■ **Material to process**:
=-=-=

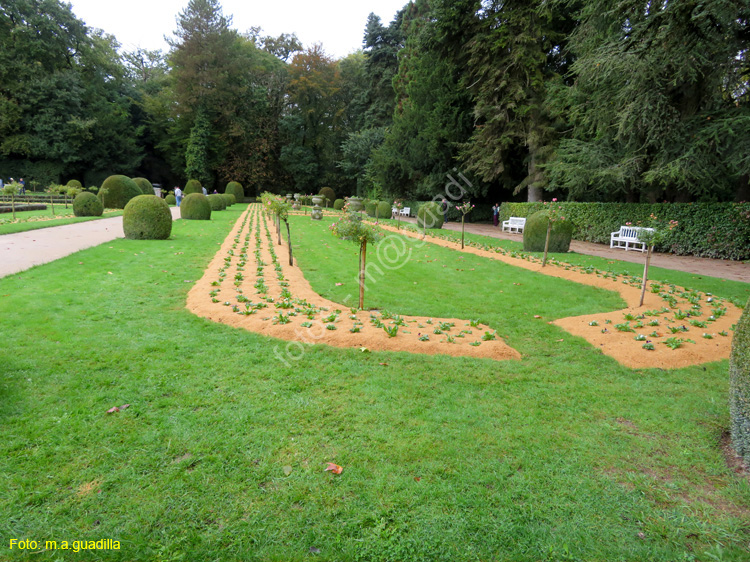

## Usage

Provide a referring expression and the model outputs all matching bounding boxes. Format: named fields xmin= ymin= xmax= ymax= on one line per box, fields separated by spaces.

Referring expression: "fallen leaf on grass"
xmin=323 ymin=462 xmax=344 ymax=474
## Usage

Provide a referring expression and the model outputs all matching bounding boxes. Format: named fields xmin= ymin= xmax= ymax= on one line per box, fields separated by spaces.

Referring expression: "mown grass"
xmin=0 ymin=203 xmax=122 ymax=235
xmin=0 ymin=205 xmax=750 ymax=561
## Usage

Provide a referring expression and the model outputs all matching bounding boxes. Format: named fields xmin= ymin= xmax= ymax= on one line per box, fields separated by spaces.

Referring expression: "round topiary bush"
xmin=133 ymin=178 xmax=154 ymax=195
xmin=182 ymin=180 xmax=203 ymax=195
xmin=180 ymin=193 xmax=211 ymax=221
xmin=99 ymin=175 xmax=143 ymax=209
xmin=224 ymin=181 xmax=245 ymax=202
xmin=729 ymin=300 xmax=750 ymax=463
xmin=417 ymin=201 xmax=445 ymax=228
xmin=73 ymin=191 xmax=104 ymax=217
xmin=318 ymin=187 xmax=336 ymax=207
xmin=122 ymin=195 xmax=172 ymax=240
xmin=377 ymin=201 xmax=392 ymax=219
xmin=208 ymin=193 xmax=227 ymax=211
xmin=523 ymin=211 xmax=573 ymax=253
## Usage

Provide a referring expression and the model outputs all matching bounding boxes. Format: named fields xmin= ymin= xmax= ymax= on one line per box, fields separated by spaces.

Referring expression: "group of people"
xmin=0 ymin=178 xmax=26 ymax=195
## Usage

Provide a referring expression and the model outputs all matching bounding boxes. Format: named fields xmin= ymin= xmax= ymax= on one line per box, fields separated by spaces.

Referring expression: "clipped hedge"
xmin=122 ymin=195 xmax=172 ymax=240
xmin=500 ymin=202 xmax=750 ymax=260
xmin=523 ymin=211 xmax=573 ymax=253
xmin=182 ymin=180 xmax=203 ymax=195
xmin=73 ymin=191 xmax=104 ymax=217
xmin=133 ymin=178 xmax=154 ymax=195
xmin=208 ymin=193 xmax=227 ymax=211
xmin=180 ymin=193 xmax=211 ymax=221
xmin=729 ymin=300 xmax=750 ymax=463
xmin=99 ymin=175 xmax=143 ymax=209
xmin=224 ymin=181 xmax=245 ymax=203
xmin=417 ymin=201 xmax=444 ymax=229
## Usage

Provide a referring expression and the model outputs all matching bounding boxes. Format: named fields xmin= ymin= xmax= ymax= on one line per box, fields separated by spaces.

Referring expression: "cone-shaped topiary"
xmin=417 ymin=201 xmax=445 ymax=228
xmin=729 ymin=300 xmax=750 ymax=463
xmin=377 ymin=201 xmax=392 ymax=219
xmin=208 ymin=193 xmax=227 ymax=211
xmin=122 ymin=195 xmax=172 ymax=240
xmin=224 ymin=181 xmax=245 ymax=203
xmin=99 ymin=175 xmax=143 ymax=209
xmin=180 ymin=193 xmax=211 ymax=221
xmin=523 ymin=211 xmax=573 ymax=253
xmin=133 ymin=178 xmax=154 ymax=195
xmin=318 ymin=187 xmax=336 ymax=207
xmin=73 ymin=191 xmax=104 ymax=217
xmin=182 ymin=180 xmax=203 ymax=195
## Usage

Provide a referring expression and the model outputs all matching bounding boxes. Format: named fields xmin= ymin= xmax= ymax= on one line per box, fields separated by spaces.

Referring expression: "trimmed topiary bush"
xmin=417 ymin=201 xmax=445 ymax=228
xmin=73 ymin=191 xmax=104 ymax=217
xmin=208 ymin=193 xmax=227 ymax=211
xmin=729 ymin=300 xmax=750 ymax=463
xmin=377 ymin=201 xmax=392 ymax=219
xmin=133 ymin=178 xmax=154 ymax=195
xmin=122 ymin=195 xmax=172 ymax=240
xmin=180 ymin=193 xmax=211 ymax=221
xmin=318 ymin=187 xmax=336 ymax=207
xmin=224 ymin=181 xmax=245 ymax=203
xmin=523 ymin=211 xmax=573 ymax=253
xmin=99 ymin=175 xmax=143 ymax=209
xmin=182 ymin=180 xmax=203 ymax=195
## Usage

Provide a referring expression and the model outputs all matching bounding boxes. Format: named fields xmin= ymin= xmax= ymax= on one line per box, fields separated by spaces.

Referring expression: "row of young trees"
xmin=0 ymin=0 xmax=750 ymax=202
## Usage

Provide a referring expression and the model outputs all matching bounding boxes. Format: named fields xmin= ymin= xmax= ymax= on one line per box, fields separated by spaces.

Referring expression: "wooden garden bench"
xmin=609 ymin=226 xmax=654 ymax=252
xmin=502 ymin=217 xmax=526 ymax=233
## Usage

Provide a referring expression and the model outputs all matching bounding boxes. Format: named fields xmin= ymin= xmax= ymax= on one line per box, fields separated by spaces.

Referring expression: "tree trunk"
xmin=638 ymin=246 xmax=654 ymax=306
xmin=359 ymin=242 xmax=367 ymax=310
xmin=284 ymin=221 xmax=294 ymax=267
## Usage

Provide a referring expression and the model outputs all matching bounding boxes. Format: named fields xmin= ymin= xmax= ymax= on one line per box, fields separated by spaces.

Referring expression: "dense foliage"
xmin=122 ymin=194 xmax=172 ymax=240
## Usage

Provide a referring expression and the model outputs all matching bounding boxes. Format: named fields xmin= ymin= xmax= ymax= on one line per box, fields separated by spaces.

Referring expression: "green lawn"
xmin=0 ymin=205 xmax=750 ymax=562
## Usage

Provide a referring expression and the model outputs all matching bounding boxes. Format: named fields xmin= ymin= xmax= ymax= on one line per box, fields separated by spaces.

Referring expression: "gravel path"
xmin=0 ymin=207 xmax=180 ymax=277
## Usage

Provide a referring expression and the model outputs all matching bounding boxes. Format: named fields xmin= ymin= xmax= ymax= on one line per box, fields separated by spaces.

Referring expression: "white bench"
xmin=609 ymin=226 xmax=654 ymax=252
xmin=502 ymin=217 xmax=526 ymax=233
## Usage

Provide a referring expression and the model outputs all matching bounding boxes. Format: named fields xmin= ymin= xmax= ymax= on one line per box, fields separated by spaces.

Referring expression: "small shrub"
xmin=417 ymin=201 xmax=445 ymax=228
xmin=180 ymin=193 xmax=211 ymax=221
xmin=318 ymin=187 xmax=336 ymax=207
xmin=377 ymin=201 xmax=392 ymax=219
xmin=224 ymin=181 xmax=245 ymax=203
xmin=208 ymin=193 xmax=227 ymax=211
xmin=133 ymin=178 xmax=154 ymax=195
xmin=729 ymin=300 xmax=750 ymax=463
xmin=122 ymin=195 xmax=172 ymax=240
xmin=180 ymin=180 xmax=203 ymax=197
xmin=99 ymin=175 xmax=143 ymax=209
xmin=523 ymin=211 xmax=573 ymax=253
xmin=73 ymin=191 xmax=104 ymax=217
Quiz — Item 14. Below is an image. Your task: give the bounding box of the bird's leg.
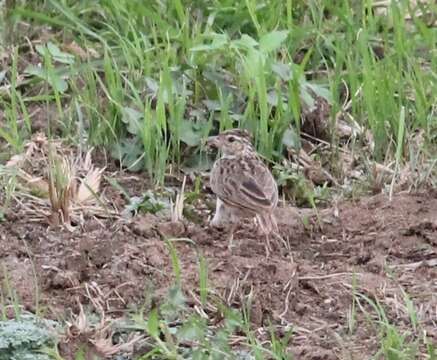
[210,198,227,227]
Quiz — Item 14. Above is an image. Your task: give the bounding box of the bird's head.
[206,129,253,155]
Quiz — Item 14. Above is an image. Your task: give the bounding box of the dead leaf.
[74,168,103,204]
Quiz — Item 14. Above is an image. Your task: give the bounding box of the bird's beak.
[205,136,220,149]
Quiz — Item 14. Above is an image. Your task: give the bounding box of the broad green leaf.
[259,30,288,53]
[35,42,74,65]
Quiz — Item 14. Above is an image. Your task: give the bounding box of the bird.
[207,129,278,256]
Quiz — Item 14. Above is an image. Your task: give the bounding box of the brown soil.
[0,178,437,360]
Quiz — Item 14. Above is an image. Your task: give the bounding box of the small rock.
[132,214,158,238]
[157,221,185,238]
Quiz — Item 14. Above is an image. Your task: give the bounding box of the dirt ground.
[0,171,437,360]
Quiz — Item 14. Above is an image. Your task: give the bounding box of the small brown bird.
[207,129,278,255]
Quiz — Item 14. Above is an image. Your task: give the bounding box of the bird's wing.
[213,159,278,213]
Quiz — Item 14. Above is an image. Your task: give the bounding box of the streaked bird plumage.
[208,129,278,253]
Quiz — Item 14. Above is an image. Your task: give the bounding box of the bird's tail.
[256,213,278,235]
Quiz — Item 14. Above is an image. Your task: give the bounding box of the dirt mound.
[0,193,437,359]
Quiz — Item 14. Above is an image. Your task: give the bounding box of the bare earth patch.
[0,174,437,359]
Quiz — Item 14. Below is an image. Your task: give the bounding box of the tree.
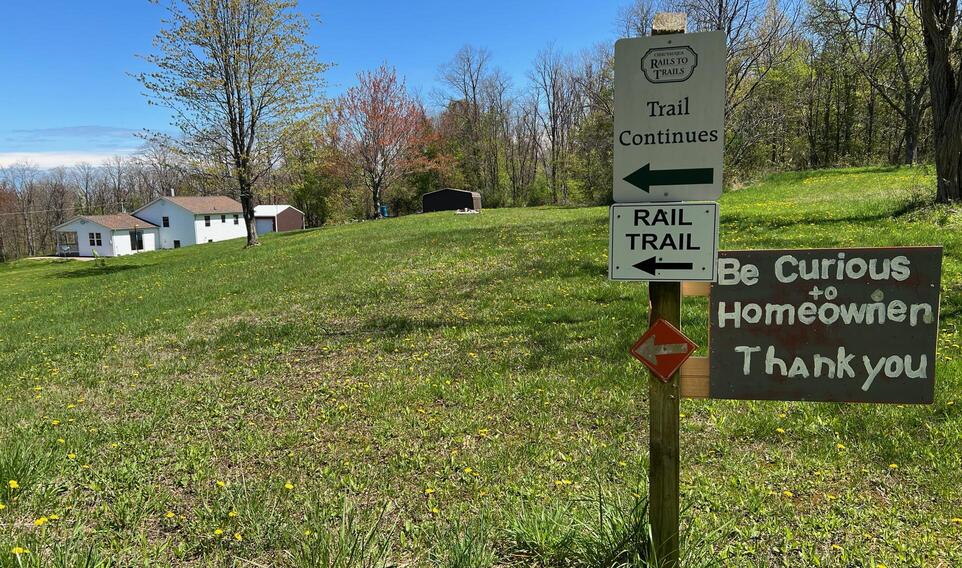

=-=-=

■ **Work to be completed**: Pull out every line of the data above that contains the string "bird", treating uppercase and lowercase as different.

■ **Written answer**:
Quiz — Item 14. Below is an image. Your task: give the bounding box of the bird's leg.
Quiz — Item 14. Above is an image. Your task: give the bounding box of the bird's head.
Quiz — Item 14. Above is an image. Your task: give the bounding box of the bird's beak.
Quiz — Item 14. Above is an image. Your task: give the bounding box of the bird.
Quiz — Item 14. Above is an image. Your task: give the bounding box of the small brown bird.
Quiz — Item 14. Above is an image. Your task: give the bounding box of the bird's wing.
Quiz — Item 14. Above is an image. Your task: give the bounding box of the streaked bird plumage.
Quiz — Item 14. Above is an image. Your task: give the bounding box of the bird's tail.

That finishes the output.